* Object position labeling rows:

-------

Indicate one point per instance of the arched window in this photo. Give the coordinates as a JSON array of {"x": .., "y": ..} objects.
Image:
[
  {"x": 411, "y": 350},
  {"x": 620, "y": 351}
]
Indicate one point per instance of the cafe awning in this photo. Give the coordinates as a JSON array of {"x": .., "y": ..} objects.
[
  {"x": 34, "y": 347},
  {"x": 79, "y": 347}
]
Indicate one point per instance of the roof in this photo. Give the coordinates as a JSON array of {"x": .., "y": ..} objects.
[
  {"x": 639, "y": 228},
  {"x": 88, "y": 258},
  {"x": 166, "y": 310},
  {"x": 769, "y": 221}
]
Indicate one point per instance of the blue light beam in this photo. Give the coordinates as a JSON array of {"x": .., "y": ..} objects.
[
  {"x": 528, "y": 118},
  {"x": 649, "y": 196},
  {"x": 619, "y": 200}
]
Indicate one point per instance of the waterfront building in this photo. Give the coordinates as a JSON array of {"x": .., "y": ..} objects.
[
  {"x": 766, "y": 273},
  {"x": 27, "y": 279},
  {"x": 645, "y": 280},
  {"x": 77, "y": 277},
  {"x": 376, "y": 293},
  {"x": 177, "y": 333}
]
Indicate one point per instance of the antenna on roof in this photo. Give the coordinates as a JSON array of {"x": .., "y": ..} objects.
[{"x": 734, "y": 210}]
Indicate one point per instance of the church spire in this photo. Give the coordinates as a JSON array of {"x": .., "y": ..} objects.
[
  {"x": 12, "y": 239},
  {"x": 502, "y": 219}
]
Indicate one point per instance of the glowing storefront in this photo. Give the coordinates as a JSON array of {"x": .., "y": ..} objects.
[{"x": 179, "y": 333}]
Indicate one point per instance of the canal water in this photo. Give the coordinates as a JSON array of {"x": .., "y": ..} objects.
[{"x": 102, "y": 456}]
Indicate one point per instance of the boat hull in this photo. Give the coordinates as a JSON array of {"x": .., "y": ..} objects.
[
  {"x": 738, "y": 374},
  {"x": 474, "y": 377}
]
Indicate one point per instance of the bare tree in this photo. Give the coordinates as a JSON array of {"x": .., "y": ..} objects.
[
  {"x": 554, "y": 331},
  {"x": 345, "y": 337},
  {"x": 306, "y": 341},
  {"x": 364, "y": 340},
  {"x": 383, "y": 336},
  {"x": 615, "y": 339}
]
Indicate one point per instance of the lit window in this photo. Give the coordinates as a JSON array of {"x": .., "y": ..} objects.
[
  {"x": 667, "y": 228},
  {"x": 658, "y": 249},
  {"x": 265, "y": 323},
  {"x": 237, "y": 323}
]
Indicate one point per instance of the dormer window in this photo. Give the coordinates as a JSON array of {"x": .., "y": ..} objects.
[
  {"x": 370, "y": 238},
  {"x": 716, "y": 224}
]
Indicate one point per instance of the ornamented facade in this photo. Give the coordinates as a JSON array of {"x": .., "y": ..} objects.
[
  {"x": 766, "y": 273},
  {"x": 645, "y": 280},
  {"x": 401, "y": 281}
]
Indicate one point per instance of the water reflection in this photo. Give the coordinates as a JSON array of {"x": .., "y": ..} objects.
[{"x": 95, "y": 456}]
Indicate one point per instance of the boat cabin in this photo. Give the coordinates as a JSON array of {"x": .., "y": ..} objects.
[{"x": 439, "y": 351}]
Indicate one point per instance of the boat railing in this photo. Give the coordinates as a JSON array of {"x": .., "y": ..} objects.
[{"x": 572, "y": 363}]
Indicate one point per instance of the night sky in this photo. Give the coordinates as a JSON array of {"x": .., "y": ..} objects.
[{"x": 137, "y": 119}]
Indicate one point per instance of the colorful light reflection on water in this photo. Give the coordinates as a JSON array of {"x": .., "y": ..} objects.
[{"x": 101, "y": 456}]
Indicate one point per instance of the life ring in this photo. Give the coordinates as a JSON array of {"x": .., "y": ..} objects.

-------

* Given problem:
Copy the rows word for word, starting at the line containing "Indicate one point per instance of the boat railing" and ending at the end of the rows.

* Answer to this exercise:
Indicate one point per instance of the boat railing in this photo. Give the coordinates as a JSON array of {"x": .., "y": ..} objects.
[{"x": 572, "y": 363}]
Indicate one point per instance of the night sky in this photo. Give the coordinates as a JSON array of {"x": .., "y": ..} objects.
[{"x": 137, "y": 119}]
Indicate one point per instance of the colorful light reflection on water in this photo. Give the coordinates as a JSON array of {"x": .., "y": ..} objects.
[{"x": 101, "y": 456}]
Indicate one point per instance of the life ring in this photo. Give the coordinates as a JSON array of {"x": .., "y": ..} objects.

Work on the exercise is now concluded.